Information provided
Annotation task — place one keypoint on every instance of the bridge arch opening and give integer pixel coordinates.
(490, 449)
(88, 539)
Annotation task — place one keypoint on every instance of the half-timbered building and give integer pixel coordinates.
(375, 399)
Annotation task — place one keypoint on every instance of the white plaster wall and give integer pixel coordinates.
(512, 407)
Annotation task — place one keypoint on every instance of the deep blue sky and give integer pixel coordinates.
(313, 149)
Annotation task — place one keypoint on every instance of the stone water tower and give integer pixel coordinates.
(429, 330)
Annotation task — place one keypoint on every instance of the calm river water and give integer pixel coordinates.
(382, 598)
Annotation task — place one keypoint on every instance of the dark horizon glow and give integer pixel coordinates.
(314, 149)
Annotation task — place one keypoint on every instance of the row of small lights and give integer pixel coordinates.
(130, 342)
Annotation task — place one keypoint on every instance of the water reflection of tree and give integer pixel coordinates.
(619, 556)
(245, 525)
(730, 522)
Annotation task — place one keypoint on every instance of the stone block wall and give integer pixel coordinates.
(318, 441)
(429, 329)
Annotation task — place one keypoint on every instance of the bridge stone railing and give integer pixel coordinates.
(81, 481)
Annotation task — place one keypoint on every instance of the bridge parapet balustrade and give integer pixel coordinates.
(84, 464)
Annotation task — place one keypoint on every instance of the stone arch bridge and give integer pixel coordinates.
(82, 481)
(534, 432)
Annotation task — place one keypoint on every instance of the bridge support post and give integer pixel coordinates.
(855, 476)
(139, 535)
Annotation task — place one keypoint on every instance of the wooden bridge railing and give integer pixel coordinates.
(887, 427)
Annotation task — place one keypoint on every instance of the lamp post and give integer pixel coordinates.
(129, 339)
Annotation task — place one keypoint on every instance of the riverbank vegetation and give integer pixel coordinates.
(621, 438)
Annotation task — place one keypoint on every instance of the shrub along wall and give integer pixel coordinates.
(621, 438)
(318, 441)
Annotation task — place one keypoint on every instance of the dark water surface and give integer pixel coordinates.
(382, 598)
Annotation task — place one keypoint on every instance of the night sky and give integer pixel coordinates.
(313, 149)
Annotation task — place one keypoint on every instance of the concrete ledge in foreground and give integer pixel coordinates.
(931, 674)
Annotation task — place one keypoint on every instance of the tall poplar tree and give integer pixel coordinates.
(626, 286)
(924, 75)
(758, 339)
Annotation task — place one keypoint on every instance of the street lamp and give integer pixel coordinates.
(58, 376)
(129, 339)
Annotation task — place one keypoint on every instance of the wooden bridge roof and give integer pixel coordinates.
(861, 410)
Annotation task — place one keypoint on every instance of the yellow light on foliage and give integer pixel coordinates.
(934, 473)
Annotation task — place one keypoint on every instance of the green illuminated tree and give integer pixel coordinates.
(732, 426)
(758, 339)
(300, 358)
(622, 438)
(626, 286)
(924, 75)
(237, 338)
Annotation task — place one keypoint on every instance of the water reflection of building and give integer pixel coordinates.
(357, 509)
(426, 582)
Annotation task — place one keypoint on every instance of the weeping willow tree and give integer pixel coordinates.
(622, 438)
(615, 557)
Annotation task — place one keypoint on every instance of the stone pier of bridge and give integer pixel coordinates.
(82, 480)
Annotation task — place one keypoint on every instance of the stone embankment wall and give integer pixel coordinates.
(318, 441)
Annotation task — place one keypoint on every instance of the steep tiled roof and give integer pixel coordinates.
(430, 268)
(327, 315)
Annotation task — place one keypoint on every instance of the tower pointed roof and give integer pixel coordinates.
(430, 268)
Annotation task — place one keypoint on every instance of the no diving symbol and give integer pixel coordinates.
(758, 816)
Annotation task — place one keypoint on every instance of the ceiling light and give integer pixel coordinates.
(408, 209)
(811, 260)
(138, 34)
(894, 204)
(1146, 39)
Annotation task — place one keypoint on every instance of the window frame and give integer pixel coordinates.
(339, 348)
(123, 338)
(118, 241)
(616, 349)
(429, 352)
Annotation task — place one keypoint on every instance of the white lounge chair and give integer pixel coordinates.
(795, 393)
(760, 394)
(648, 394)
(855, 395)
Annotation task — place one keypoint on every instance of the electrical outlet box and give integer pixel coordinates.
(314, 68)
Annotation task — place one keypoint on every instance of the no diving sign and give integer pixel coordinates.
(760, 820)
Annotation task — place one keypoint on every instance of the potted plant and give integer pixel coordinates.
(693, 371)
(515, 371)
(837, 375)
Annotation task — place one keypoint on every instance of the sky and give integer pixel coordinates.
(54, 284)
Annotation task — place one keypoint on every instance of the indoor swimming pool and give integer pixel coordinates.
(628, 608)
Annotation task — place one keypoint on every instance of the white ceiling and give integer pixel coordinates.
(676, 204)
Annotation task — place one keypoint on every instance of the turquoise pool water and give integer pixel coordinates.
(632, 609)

Work to complete
Could you repeat the rows from the line containing "the sky and give integer pixel coordinates." through the end of the rows, requests included, scaling every point coordinate in the answers by 2.05 and rounding to whole numbers with halves going up? Give only those lines, leaving the requests unchanged.

Answer
Annotation task — place one keypoint on every instance of the sky and give integer pixel coordinates.
(111, 582)
Annotation task — place one keypoint on every instance of the indoor swimming pool and give integer pixel coordinates.
(1287, 1246)
Annotation task — place one keypoint on every instance of the white ceiling and give integer pixel coordinates.
(1386, 418)
Annotation task — place one keypoint on every instance of the turquoise pool water and give integer pixel coordinates.
(1296, 1248)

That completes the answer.